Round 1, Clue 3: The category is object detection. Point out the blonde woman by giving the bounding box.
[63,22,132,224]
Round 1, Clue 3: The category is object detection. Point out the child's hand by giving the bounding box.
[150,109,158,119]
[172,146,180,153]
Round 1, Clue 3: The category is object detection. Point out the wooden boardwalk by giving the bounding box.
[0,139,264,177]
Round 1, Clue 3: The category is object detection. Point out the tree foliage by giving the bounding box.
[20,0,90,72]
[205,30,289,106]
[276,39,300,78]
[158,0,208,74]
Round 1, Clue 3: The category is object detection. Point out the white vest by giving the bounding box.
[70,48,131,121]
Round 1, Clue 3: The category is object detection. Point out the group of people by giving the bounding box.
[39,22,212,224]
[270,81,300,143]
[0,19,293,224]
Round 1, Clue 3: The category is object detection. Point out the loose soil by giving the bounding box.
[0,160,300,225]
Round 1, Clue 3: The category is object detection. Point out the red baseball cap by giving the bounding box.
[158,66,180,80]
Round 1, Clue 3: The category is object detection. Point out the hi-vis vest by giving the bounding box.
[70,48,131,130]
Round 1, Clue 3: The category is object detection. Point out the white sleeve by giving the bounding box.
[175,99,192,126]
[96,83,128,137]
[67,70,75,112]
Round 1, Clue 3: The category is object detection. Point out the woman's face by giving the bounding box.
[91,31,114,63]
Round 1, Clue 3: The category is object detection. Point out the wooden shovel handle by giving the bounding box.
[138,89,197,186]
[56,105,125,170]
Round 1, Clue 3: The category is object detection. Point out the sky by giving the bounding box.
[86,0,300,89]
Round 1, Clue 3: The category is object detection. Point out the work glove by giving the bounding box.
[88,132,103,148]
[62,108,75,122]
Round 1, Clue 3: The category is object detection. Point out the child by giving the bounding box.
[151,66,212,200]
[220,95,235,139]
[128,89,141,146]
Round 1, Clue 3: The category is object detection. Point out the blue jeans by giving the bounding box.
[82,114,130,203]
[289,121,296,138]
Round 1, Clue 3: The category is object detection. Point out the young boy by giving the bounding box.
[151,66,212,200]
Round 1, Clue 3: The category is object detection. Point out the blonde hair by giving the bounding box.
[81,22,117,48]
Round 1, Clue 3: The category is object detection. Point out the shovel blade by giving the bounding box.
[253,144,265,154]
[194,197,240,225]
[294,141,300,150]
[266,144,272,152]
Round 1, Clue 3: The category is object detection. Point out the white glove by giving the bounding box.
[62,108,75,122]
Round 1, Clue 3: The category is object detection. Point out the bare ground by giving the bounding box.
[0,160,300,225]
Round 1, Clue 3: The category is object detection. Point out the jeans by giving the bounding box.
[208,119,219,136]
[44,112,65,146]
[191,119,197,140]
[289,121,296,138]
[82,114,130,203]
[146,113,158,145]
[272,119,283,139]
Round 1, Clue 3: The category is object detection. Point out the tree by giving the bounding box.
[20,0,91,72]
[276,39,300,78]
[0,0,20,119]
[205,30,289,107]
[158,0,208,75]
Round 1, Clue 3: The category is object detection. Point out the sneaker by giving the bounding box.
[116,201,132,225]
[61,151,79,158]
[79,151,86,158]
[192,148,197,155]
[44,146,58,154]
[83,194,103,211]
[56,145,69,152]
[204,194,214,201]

● **GIVEN REQUEST**
Please rewrite all of the items above, changing "Point out" to "Locate" and keeping everything else the same.

● **REPLY**
Round 1, Clue 3: The category is object detection. Locate the blonde woman by giving the bounding box.
[63,22,132,224]
Round 1, Clue 3: The category is object detection. Locate the child's hand by giving the bounding box.
[150,109,158,119]
[172,146,180,153]
Round 1, Clue 3: The category is object detection. Locate the wooden boardwalk by giving the bounding box.
[0,139,264,177]
Round 1, Clue 3: The category is object detection. Locate the tree foliage by giving the bounding box.
[20,0,90,72]
[205,30,289,106]
[276,39,300,78]
[158,0,208,74]
Round 1, Clue 3: The category is object detection. Locate the white vest by giving the bounding box.
[70,48,131,121]
Round 1, Clue 3: The category is object detection. Locate the group of people by giving the bounding box.
[39,22,212,224]
[270,81,300,143]
[0,19,293,224]
Round 1, Clue 3: The category is object detection. Locate the loose soil by giving the bounding box.
[0,160,300,225]
Round 1, Clue 3: The category is object detection. Locate the red baseball cap by giving the bounding box.
[158,66,180,80]
Round 1, Clue 3: The category is object detection. Locate the hi-vis vest by giving the bounding box.
[70,48,131,130]
Round 1, Clue 3: The category is object detection. Locate the white sleeve by giving the bounding box.
[175,99,192,126]
[96,83,128,137]
[67,70,75,112]
Round 1, Clue 3: The category is object detection. Locate the woman's face by giving the bounding box.
[91,31,114,63]
Round 1, Clue 3: The category is object detection. Locate the wooden shovel handle by giving the bounding box.
[138,89,197,186]
[56,105,125,170]
Round 1, Clue 3: The category is object detection. Locate the sky by giving the bounding box.
[86,0,300,89]
Round 1, Clue 3: The category is object detection. Locate the work glove by giving the bounding box.
[88,132,103,148]
[62,108,75,122]
Round 1, Clue 3: The category is object detection. Locate the child by giving the bounding box.
[151,66,212,200]
[220,95,235,139]
[128,89,141,146]
Round 1, Clue 3: The category is object detection. Locate the blue jeans by giving the bounding box.
[82,114,130,203]
[289,121,296,138]
Round 1, Clue 3: The category is object detection. Locate the young boy by giving the bounding box.
[151,66,212,200]
Round 1, Clue 3: The category is object detection. Locate the blonde hair by giving the bounding box.
[81,22,117,48]
Round 1, Clue 3: The category is object detection. Locate the shovel blade by giving the bounding box.
[253,144,265,154]
[194,197,240,225]
[294,141,300,150]
[266,144,272,152]
Round 1, Clue 3: The category is object detection. Locate the white glove by giving the bounding box.
[62,108,75,122]
Round 1, Clue 3: The category is object detection. Locate the bare ground by giving the bounding box.
[0,160,300,225]
Round 1, Clue 3: The category is object detection. Locate the jeans by giving the bounding box.
[208,119,219,136]
[44,112,65,146]
[191,119,197,140]
[289,121,296,138]
[82,114,130,203]
[146,113,158,145]
[272,119,283,139]
Round 1, Clue 3: The category is object detection. Locate the tree by giving the bounding box.
[20,0,91,72]
[276,39,300,78]
[0,0,20,119]
[205,30,289,107]
[158,0,208,75]
Round 1, Clue 3: The category is object detection. Locate the sneaker by giving the bounding box.
[116,201,132,225]
[61,151,79,158]
[79,151,86,158]
[192,148,197,155]
[44,146,58,154]
[83,194,103,211]
[56,145,69,152]
[204,194,214,201]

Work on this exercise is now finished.